↓
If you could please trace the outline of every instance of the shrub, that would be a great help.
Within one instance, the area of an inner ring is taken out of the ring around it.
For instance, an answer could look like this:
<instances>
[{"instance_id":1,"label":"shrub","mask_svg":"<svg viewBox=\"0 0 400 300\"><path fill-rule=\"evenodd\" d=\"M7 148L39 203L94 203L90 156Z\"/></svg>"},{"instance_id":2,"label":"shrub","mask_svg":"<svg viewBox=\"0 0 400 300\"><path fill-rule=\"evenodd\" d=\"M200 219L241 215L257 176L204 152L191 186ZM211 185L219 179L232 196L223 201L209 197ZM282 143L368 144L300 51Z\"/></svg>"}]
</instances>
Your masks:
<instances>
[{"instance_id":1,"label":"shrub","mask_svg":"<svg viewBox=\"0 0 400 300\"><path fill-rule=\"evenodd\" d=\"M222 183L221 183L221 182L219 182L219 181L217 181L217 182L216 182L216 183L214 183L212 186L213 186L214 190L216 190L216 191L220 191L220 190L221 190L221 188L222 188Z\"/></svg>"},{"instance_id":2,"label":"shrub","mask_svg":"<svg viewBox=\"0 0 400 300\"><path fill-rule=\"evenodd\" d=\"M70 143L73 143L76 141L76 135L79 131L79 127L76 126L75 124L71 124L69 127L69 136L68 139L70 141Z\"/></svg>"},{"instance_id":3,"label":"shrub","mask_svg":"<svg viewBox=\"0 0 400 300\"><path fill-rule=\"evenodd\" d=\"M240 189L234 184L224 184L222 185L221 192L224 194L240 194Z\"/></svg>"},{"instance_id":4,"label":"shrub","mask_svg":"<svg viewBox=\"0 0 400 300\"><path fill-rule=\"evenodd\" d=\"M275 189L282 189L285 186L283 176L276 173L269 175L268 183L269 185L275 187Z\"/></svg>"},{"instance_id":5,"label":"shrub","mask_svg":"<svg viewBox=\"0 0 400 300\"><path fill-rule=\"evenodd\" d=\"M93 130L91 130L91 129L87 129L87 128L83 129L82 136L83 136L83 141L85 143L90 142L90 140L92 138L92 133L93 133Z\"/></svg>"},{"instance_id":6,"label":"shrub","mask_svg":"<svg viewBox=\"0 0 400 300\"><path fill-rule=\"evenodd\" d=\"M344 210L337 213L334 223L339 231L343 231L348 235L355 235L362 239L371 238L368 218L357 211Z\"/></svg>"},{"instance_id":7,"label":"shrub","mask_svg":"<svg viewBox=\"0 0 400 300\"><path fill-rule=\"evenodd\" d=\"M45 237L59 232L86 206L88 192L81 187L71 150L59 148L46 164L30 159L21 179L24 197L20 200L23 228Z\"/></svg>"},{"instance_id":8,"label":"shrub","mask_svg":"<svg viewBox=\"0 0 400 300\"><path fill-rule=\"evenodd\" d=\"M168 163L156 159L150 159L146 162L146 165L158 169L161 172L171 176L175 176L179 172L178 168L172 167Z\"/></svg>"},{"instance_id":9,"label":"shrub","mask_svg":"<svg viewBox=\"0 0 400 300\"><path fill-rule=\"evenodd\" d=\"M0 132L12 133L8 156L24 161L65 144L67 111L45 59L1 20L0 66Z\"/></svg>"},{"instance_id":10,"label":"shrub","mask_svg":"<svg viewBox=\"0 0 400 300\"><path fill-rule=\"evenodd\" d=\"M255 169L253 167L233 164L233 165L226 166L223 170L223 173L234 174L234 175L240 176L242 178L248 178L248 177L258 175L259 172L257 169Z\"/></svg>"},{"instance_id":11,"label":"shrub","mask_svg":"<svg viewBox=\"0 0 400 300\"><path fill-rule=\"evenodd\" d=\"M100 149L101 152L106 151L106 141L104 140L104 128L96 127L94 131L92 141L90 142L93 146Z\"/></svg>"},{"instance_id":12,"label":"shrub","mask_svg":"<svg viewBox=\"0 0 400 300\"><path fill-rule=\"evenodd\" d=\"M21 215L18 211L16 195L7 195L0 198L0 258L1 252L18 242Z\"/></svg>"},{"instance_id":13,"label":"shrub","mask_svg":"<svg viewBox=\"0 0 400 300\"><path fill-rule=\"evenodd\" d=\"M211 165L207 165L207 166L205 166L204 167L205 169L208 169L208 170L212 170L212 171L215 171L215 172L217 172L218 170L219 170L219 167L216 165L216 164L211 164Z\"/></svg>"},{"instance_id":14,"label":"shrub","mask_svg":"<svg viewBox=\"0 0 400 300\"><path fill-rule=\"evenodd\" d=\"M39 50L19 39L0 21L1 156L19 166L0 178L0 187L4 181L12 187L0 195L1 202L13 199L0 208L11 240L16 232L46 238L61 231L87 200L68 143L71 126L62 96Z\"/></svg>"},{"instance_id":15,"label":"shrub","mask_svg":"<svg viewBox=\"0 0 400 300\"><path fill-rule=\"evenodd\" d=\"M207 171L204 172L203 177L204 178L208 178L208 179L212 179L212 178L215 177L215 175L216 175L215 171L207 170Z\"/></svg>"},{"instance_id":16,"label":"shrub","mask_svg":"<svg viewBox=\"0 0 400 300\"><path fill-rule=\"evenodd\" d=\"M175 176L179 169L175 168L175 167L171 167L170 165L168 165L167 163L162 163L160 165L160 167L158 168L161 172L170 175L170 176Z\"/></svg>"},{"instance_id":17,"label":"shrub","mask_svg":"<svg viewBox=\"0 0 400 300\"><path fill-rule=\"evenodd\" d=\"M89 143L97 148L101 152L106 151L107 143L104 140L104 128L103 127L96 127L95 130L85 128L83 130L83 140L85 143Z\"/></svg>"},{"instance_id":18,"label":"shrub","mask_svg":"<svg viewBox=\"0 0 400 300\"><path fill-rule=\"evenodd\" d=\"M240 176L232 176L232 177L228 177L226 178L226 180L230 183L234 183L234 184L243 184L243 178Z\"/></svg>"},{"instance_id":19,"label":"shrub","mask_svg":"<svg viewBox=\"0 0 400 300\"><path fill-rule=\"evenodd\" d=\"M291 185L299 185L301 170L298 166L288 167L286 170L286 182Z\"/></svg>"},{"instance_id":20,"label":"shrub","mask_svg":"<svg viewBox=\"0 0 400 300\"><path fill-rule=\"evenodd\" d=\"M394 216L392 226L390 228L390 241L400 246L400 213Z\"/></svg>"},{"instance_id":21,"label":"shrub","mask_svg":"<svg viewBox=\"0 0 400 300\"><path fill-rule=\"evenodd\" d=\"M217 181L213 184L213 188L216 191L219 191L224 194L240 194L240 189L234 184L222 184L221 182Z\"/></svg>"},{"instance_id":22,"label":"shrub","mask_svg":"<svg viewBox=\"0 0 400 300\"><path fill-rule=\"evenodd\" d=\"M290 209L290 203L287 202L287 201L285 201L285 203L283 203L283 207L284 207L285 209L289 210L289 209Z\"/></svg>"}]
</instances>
↑
↓
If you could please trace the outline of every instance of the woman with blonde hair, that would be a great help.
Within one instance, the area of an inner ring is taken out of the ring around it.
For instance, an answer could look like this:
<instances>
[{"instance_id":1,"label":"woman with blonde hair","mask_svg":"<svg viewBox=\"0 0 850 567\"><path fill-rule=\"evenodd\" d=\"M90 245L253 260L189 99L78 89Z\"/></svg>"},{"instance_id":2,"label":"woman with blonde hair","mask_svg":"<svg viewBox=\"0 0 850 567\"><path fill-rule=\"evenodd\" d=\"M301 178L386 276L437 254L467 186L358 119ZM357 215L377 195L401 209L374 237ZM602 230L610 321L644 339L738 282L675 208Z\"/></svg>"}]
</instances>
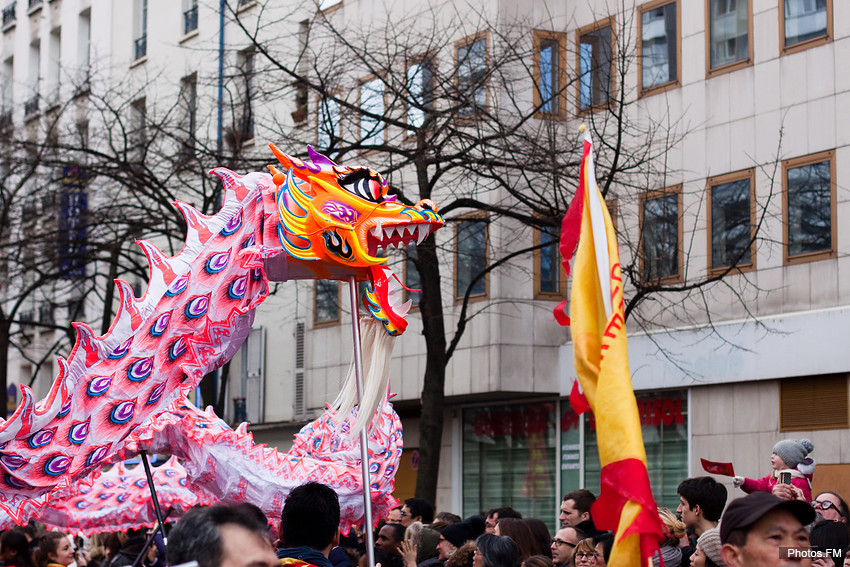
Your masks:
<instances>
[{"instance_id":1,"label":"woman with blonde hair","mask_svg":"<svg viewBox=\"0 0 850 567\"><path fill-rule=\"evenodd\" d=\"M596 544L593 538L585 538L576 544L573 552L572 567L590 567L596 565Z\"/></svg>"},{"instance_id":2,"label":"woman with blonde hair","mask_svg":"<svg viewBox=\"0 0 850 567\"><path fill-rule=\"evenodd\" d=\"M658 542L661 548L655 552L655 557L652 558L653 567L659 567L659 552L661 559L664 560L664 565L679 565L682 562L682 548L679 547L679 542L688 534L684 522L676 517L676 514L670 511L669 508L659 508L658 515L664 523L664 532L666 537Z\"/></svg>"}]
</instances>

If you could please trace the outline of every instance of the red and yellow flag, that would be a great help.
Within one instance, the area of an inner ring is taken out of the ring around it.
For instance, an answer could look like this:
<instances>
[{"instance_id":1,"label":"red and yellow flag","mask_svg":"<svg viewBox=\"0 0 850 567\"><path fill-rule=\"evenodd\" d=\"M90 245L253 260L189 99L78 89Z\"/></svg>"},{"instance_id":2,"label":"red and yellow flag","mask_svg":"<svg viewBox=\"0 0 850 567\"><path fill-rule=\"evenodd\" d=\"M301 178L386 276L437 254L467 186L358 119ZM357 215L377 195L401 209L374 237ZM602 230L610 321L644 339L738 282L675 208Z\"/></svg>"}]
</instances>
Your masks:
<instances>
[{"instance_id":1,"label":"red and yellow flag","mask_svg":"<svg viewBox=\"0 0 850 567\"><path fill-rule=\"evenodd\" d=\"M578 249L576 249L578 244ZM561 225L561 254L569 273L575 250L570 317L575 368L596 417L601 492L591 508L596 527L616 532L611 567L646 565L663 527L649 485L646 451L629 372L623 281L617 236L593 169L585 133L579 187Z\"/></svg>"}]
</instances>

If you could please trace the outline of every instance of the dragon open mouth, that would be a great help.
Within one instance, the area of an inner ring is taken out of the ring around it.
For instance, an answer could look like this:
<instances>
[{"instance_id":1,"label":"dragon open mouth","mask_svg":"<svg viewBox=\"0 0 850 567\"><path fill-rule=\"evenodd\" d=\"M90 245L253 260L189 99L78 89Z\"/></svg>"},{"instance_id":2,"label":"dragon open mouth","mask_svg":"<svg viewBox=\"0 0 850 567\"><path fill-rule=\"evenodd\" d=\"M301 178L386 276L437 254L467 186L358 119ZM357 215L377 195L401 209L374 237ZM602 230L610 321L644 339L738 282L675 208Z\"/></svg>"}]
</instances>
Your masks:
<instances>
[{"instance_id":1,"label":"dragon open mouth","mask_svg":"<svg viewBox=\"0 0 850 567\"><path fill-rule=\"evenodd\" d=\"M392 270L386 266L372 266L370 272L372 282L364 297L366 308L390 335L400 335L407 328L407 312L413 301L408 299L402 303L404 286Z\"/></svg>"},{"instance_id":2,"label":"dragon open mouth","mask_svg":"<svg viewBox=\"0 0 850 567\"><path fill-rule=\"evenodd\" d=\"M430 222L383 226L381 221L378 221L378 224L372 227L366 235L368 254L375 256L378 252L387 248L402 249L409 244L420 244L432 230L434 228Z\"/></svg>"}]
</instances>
↑
↓
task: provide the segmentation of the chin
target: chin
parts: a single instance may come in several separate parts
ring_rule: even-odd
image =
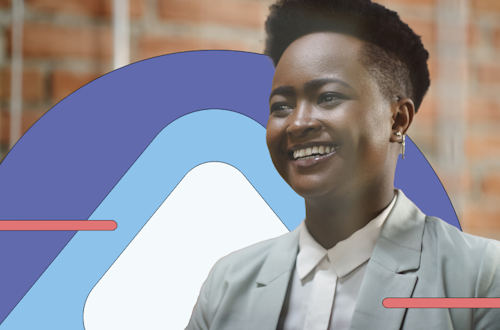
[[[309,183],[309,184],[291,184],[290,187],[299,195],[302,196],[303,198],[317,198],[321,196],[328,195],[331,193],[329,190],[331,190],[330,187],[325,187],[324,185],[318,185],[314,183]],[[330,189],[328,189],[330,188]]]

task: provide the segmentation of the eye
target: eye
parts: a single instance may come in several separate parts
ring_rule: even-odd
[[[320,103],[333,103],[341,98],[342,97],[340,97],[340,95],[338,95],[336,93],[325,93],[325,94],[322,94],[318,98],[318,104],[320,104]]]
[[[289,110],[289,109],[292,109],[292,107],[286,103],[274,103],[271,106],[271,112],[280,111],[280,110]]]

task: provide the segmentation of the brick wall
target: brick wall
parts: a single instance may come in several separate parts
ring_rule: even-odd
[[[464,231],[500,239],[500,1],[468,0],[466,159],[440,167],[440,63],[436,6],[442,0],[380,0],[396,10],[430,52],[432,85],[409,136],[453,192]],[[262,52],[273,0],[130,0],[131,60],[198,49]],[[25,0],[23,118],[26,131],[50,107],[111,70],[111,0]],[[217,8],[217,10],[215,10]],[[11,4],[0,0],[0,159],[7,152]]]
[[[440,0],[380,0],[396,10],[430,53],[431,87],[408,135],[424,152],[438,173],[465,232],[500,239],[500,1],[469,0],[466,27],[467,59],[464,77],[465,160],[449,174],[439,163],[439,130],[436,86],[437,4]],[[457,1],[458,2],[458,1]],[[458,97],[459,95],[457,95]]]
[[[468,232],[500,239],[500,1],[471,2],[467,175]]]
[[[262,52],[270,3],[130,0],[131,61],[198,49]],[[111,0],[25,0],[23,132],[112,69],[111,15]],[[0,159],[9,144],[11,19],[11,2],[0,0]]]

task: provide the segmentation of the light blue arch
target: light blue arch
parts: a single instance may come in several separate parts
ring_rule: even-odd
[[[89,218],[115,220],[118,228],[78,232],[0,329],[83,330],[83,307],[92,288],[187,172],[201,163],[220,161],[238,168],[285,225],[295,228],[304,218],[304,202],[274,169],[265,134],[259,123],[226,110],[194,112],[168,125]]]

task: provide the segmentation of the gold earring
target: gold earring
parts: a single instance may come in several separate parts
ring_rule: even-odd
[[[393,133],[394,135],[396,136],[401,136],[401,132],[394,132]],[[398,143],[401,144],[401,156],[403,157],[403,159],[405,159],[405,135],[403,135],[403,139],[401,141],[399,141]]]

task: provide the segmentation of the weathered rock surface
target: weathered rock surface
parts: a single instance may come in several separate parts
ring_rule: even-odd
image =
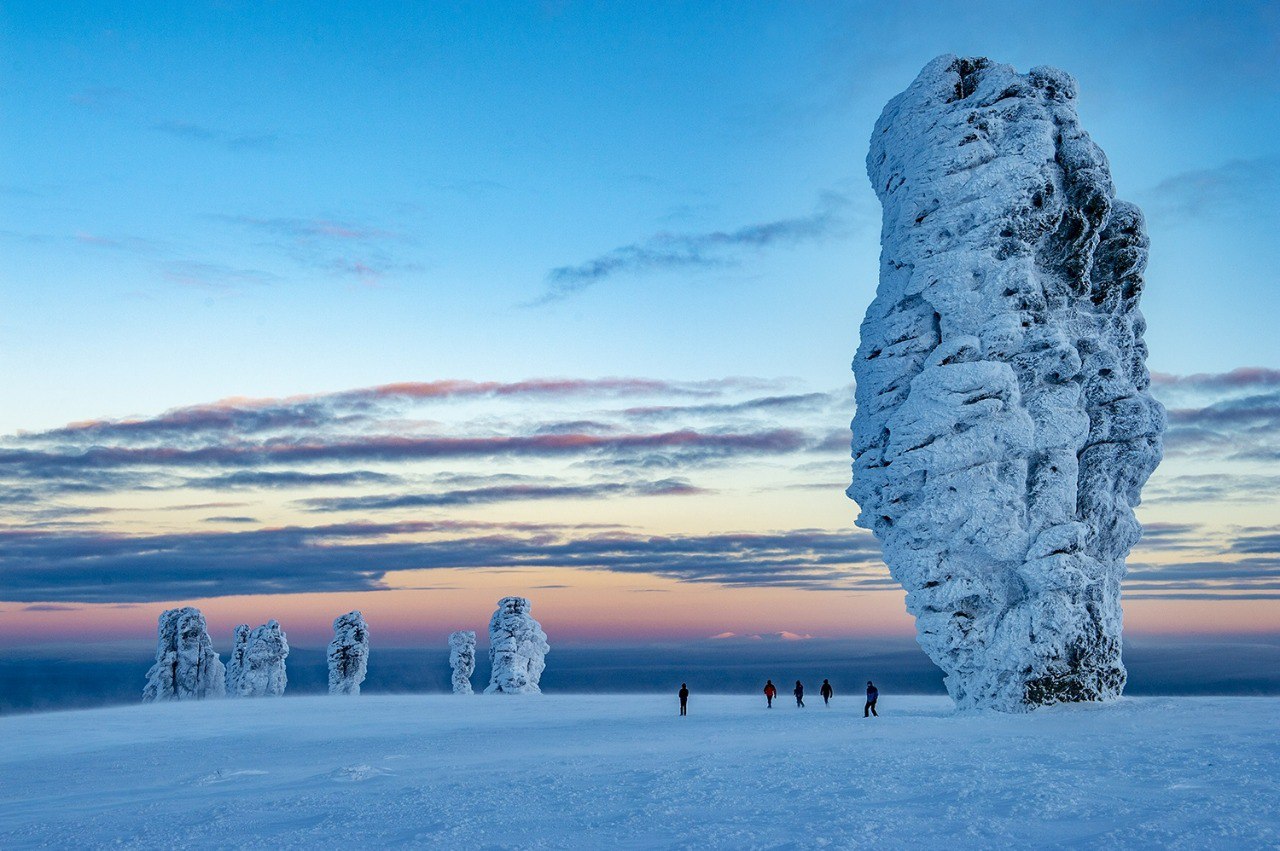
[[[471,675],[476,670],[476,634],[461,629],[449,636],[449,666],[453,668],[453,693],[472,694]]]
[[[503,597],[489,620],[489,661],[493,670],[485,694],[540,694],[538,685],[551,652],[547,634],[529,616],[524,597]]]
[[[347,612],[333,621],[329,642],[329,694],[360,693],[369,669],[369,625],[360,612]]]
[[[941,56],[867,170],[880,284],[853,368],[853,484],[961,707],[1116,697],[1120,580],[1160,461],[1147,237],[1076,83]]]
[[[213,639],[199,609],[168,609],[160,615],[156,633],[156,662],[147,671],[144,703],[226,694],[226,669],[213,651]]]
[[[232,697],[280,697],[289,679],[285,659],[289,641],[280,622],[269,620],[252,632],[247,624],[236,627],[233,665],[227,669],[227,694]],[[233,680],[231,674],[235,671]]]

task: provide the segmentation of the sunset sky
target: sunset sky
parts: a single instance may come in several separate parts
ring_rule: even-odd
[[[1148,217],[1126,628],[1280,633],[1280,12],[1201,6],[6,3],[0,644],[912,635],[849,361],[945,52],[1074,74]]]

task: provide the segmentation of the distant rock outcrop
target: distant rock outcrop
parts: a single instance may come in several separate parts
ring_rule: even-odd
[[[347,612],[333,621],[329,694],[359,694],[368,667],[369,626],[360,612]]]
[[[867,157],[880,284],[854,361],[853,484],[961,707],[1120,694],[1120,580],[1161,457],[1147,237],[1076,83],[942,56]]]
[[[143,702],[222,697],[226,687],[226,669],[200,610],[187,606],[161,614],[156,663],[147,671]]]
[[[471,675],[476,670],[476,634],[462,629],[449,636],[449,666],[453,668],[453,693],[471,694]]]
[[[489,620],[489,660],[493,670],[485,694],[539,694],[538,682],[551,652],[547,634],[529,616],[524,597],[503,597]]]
↑
### DESCRIPTION OF THE TASK
Count the lines above in which the string "segmentation" occurs, and write the number with no other text.

### RESPONSE
8